» PROBLEM DETAILS: Please identify every line in the data below that contains the string "stubble" and copy each of those lines in full.

» Excerpts from a point labeling dataset:
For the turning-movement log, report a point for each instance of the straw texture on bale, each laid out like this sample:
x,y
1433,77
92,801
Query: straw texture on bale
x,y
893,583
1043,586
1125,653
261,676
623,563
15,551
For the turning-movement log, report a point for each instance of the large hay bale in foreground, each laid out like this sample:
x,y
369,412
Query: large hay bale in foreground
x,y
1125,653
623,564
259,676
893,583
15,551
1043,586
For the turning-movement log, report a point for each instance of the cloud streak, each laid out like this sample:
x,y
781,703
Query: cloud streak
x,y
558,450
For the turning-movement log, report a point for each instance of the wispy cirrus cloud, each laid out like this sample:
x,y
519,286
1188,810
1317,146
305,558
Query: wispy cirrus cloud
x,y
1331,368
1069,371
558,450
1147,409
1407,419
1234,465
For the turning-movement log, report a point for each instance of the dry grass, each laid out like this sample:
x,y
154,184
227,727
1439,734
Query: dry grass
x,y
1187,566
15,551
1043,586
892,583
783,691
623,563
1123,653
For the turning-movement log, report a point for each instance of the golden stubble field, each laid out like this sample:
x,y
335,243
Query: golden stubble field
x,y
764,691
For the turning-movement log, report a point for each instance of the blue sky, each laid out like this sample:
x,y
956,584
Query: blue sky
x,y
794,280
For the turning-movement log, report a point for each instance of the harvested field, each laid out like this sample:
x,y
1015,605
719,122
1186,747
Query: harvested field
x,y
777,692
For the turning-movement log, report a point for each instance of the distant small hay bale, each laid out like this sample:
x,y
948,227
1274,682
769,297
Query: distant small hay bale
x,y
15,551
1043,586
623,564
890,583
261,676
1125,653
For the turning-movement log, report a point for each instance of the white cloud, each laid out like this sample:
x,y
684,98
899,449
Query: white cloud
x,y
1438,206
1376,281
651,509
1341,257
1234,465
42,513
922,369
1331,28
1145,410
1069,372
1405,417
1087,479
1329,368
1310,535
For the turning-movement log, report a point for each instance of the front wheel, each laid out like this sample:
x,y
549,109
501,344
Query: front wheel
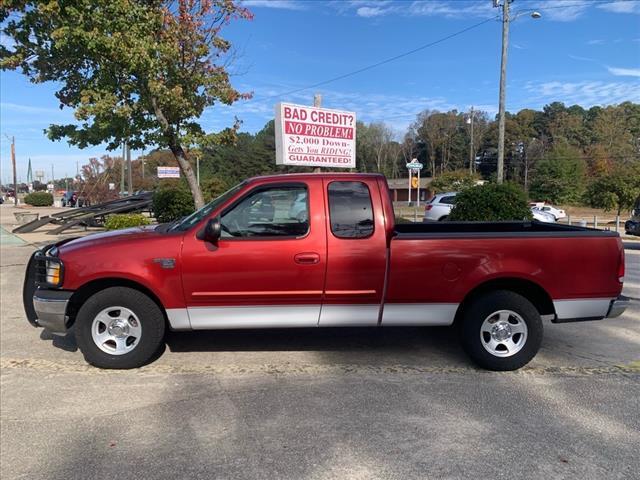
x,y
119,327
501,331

---

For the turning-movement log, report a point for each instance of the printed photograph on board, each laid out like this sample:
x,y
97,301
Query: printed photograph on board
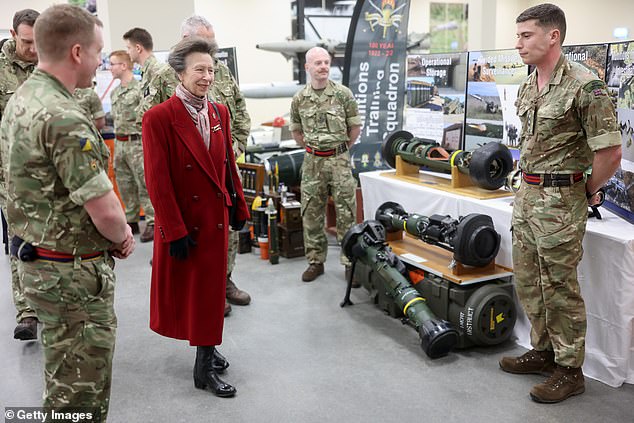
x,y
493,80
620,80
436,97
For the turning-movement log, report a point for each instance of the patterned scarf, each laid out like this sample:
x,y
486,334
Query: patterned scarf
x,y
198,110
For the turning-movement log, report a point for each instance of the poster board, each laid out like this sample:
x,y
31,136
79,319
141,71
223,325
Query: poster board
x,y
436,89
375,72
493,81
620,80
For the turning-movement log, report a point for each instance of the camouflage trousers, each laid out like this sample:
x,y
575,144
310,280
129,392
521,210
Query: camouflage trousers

» SOLUTION TO THIS EXERCISE:
For the turning-movement log, report a point for each instance of the golden stubble field, each laid out like this sample:
Query: golden stubble field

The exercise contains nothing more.